**Your task**
Return the records exactly as they are.

**Task input**

________________________________________

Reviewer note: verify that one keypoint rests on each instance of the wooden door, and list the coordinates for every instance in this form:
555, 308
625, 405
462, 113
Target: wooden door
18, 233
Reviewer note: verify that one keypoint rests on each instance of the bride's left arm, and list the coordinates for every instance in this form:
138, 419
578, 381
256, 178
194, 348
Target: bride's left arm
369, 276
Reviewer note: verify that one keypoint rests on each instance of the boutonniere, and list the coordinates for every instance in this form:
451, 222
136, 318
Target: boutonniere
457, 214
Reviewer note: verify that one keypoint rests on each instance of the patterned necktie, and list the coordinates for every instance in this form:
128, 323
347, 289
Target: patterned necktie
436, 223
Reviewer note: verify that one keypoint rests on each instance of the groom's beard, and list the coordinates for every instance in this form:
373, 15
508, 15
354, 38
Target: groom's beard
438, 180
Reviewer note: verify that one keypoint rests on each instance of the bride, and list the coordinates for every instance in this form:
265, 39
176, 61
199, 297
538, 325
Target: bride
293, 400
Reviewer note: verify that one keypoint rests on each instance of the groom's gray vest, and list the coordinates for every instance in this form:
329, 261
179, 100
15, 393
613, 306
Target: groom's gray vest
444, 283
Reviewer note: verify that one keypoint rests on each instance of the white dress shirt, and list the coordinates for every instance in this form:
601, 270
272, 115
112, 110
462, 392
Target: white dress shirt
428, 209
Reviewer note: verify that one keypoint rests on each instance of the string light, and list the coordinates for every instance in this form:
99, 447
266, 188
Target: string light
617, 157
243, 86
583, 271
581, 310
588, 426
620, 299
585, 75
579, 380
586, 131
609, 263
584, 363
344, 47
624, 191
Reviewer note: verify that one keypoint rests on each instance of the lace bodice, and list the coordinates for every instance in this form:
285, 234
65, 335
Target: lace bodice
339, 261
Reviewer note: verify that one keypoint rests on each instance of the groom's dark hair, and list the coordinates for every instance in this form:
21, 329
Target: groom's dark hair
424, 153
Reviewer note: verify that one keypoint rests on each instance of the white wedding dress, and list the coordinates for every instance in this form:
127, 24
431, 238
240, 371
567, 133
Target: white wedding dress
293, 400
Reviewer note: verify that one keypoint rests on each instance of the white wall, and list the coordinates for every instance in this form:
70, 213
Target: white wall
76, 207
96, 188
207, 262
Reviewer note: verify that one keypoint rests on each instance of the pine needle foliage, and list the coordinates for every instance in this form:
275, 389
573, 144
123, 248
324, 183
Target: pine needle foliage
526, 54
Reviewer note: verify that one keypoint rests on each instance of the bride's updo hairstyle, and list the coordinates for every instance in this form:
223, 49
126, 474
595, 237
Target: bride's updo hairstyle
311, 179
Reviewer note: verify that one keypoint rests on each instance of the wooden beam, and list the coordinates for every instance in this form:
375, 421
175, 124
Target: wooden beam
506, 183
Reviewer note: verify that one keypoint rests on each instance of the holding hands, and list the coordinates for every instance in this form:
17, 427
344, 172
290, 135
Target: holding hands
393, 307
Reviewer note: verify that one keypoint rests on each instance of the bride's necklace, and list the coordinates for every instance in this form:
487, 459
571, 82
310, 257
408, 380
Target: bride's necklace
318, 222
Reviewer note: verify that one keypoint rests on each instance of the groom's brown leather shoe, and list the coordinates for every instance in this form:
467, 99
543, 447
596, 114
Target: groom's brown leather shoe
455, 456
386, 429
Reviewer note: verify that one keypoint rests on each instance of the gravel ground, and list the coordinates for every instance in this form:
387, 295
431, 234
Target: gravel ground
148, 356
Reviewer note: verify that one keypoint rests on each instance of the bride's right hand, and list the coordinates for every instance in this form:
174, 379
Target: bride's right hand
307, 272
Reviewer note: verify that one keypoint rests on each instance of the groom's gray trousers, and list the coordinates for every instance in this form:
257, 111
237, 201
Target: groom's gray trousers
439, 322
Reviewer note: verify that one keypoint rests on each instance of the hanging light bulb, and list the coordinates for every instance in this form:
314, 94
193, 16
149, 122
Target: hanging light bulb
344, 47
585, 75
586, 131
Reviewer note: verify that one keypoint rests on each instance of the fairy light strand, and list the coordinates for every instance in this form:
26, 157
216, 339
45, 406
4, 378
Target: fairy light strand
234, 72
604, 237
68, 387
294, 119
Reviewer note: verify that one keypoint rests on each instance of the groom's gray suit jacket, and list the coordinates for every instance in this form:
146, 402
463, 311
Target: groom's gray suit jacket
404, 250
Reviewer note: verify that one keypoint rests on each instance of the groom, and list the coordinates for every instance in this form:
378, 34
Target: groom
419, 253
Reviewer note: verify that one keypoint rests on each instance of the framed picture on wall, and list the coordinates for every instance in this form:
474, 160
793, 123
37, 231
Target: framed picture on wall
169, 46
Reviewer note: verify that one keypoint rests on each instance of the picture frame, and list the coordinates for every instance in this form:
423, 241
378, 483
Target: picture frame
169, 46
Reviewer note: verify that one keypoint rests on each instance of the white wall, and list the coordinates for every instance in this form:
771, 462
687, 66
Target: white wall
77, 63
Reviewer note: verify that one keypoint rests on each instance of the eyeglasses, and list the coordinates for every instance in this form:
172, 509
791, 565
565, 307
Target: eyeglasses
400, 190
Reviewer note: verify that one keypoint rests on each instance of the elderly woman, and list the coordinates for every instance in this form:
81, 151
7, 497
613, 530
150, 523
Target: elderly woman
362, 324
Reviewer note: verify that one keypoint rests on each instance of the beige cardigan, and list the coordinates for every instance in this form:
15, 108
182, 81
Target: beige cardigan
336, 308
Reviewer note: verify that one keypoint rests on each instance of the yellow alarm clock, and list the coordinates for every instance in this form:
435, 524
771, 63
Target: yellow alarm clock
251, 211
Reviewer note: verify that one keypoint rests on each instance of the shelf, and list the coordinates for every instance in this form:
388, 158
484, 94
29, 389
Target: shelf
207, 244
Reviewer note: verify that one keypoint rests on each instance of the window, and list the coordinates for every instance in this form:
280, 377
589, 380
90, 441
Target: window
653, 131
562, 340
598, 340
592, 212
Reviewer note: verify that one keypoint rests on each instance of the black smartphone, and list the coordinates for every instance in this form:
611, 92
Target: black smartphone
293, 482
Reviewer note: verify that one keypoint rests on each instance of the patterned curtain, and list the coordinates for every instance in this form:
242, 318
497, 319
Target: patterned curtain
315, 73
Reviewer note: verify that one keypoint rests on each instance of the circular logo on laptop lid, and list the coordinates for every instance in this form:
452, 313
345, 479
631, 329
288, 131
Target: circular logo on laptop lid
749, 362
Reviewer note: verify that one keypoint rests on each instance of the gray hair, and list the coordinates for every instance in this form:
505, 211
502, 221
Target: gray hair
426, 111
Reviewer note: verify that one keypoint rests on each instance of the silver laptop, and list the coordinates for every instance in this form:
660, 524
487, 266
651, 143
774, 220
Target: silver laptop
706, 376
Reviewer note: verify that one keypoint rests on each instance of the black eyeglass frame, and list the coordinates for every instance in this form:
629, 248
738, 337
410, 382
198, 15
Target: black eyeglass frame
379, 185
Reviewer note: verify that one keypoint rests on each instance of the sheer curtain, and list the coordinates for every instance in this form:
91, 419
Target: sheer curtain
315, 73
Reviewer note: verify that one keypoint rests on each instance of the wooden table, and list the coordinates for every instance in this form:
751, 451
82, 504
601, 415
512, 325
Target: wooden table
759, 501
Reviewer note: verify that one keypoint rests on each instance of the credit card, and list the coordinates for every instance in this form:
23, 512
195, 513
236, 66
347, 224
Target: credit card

________________________________________

**Correct output**
Reviewer note: verify that one keypoint rests on each instance of the wooden door, and list the coordinates for every instance in this form:
555, 308
625, 405
462, 113
Target: wooden door
18, 233
Reviewer note: verify that one keypoint rests on each instance of the bride's left arm, and list the coordinates for every instance in this form:
138, 419
578, 381
256, 178
194, 348
Target: bride's left arm
369, 276
Reviewer note: verify that one keypoint rests on each instance of the boutonniere, and list the coordinates for every instance in this form:
451, 222
136, 318
Target: boutonniere
457, 214
Reviewer note: verify that one keypoint rests on each instance of the patterned necktie, and list the coordinates for every instance in this form:
128, 323
347, 289
Target: patterned necktie
436, 223
Reviewer note: verify that one keypoint rests on each instance of the groom's beard, and list the coordinates for every instance in this form:
373, 15
508, 15
354, 38
Target: groom's beard
438, 180
Reviewer note: verify that one keypoint rests on each instance of the bride, and list the coordinates for every instance in this form:
265, 39
176, 61
199, 297
538, 325
Target: bride
293, 400
Reviewer note: verify that one keypoint rests on each instance of the groom's gray vest, and list the coordinates for every instance in this form:
329, 261
179, 100
15, 393
613, 306
Target: groom's gray vest
444, 283
Reviewer note: verify that one keypoint rests on each instance of the white dress shirt, and list the coordinates for every instance in this form:
601, 270
272, 115
112, 110
462, 392
Target: white dress shirt
428, 209
Reviewer note: verify that one keypoint rests on each instance of the string light, and list the coordinates for every instance in this form:
99, 447
266, 188
Target: string light
617, 157
243, 86
583, 271
581, 310
588, 426
620, 299
585, 75
579, 380
586, 131
609, 263
584, 363
344, 47
624, 191
Reviewer note: verify that one keypoint rests on each instance of the lace bodice, and list the coordinates for every instance in this form:
285, 234
65, 335
Target: lace bodice
339, 261
Reviewer note: verify that one keypoint rests on each instance of the groom's dark hair, and list the coordinates for every instance in this form:
21, 329
Target: groom's dark hair
424, 153
Reviewer note: verify that one keypoint rests on each instance of the white wedding dress, and list the coordinates for every instance in this form:
127, 24
431, 238
240, 371
567, 133
Target: white wedding dress
293, 400
Reviewer note: verify that one keypoint rests on each instance of the white wall, and list the coordinates for every instance in this form:
70, 213
Target: white wall
76, 207
96, 188
207, 262
Reviewer note: verify that one keypoint rests on each instance of the pine needle foliage, and list the coordinates for every instance in this form:
275, 389
573, 144
123, 248
324, 183
Target: pine needle foliage
526, 54
Reviewer note: verify that one keypoint rests on each instance of the bride's updo hairstyle, and list the coordinates for every instance in this form:
223, 49
126, 474
595, 237
Target: bride's updo hairstyle
311, 179
Reviewer note: verify that one keypoint rests on each instance of the wooden beam, and list the coordinates for every instance in this form:
375, 421
175, 124
Target: wooden beam
506, 183
Reviewer note: verify that one keypoint rests on each instance of the holding hands, and list the coordinates for every instance in this form:
17, 427
344, 172
290, 135
Target: holding hands
393, 307
Reviewer note: verify that one keypoint rests on each instance of the bride's necklace, and list the coordinates for every instance in this form:
487, 459
571, 82
310, 257
408, 380
Target: bride's necklace
318, 222
Reviewer note: verify that one keypoint rests on each instance of the groom's brown leather shoe, and list the coordinates for every instance in this form:
467, 99
543, 447
596, 114
Target: groom's brown leather shoe
455, 456
386, 429
Reviewer note: verify that one keypoint rests on each instance of the gravel ground, and list the coordinates for every instance in this form:
387, 295
431, 234
Target: gravel ground
148, 356
Reviewer note: verify that one keypoint rests on each instance of the bride's right hand, and list the coordinates for every instance in this form:
174, 379
Target: bride's right hand
307, 272
Reviewer note: verify that one keypoint rests on each instance of the groom's gray trousers, and list the coordinates for every instance in this form:
257, 111
237, 201
Target: groom's gray trousers
439, 322
Reviewer note: verify that one keypoint rests on each instance of the hanging light bulb, and list the coordinates for every instance in this form:
314, 94
193, 16
149, 122
Target: hanging light bulb
344, 47
585, 75
586, 131
Reviewer note: verify that one keypoint rests on each instance of the fairy light strand, and list the coordinates for every instance in this form:
26, 157
216, 339
45, 406
4, 378
Target: fairy light strand
234, 72
604, 237
68, 387
294, 119
Reviewer note: verify that one keypoint rests on each instance of the groom's gray suit jacket, and list the coordinates for every instance in this form:
146, 402
463, 311
Target: groom's gray suit jacket
404, 250
Reviewer note: verify that one keypoint rests on each instance of the groom, and list the coordinates for every instance in this form:
378, 34
Target: groom
419, 253
Reviewer note: verify that one keypoint rests on each instance of the framed picture on wall, and list the coordinates for every instance in this form:
474, 160
793, 123
37, 231
Target: framed picture on wall
169, 46
Reviewer note: verify that one keypoint rests on each instance of the picture frame, and list the coordinates for every instance in this form:
423, 241
378, 483
Target: picture frame
169, 46
Reviewer note: verify that one keypoint rests on each instance of the white wall, and list the coordinates for every instance in this form:
771, 462
687, 66
Target: white wall
77, 63
Reviewer note: verify that one keypoint rests on each instance of the eyeglasses, and list the coordinates for every instance in this form:
172, 509
791, 565
565, 307
Target: eyeglasses
400, 190
Reviewer note: verify that one keypoint rests on each instance of the elderly woman, and list the coordinates for every instance in this form:
81, 151
7, 497
613, 530
150, 523
Target: elderly woman
362, 324
Reviewer note: verify that one keypoint rests on each instance of the beige cardigan, and list the coordinates for every instance in this form:
15, 108
182, 81
Target: beige cardigan
336, 308
Reviewer note: verify that one keypoint rests on each instance of the yellow alarm clock, and list the coordinates for every instance in this form:
435, 524
771, 63
Target: yellow alarm clock
251, 211
Reviewer note: verify that one keypoint rests on each instance of the shelf, and list the coordinates for every instance in this form:
388, 158
484, 94
29, 389
Target: shelf
207, 244
Reviewer note: verify that one keypoint rests on each instance of the window, and list the coordinates for every instance in this form:
280, 377
589, 380
90, 441
Target: window
653, 131
562, 340
598, 340
592, 212
Reviewer note: verify that one keypoint rests on each instance of the black smartphone, and list the coordinates for every instance in this form:
611, 92
Target: black smartphone
293, 482
Reviewer note: verify that one keypoint rests on each instance of the patterned curtain, and list the coordinates for every instance in this form:
242, 318
497, 319
Target: patterned curtain
315, 73
Reviewer note: verify that one keypoint rests on each instance of the circular logo on laptop lid, and list the coordinates for every instance in this form:
452, 313
345, 479
631, 329
288, 131
Target: circular logo on laptop lid
749, 362
Reviewer note: verify that one keypoint rests on each instance of the gray hair, and list the coordinates for every instance in this form:
505, 211
502, 221
Target: gray hair
426, 111
Reviewer note: verify that one keypoint rests on each instance of the silver laptop, and list the coordinates for every instance in this form:
660, 524
487, 266
651, 143
774, 220
Target: silver laptop
706, 376
Reviewer note: verify that one keypoint rests on each instance of the black eyeglass frame, and list the coordinates for every instance in this form:
629, 248
738, 337
410, 382
198, 15
Target: black eyeglass frame
379, 185
Reviewer note: verify that one keypoint rests on each instance of the sheer curtain, and list the coordinates for every instance in this form:
91, 419
Target: sheer curtain
315, 73
Reviewer note: verify that one keypoint rests on each instance of the wooden table, and list the coordinates for every instance in this form:
751, 451
82, 504
601, 415
512, 325
Target: wooden table
759, 501
Reviewer note: verify that one keypoint rests on each instance of the credit card, and list the coordinates for every instance in this form:
23, 512
195, 513
236, 66
347, 224
Target: credit card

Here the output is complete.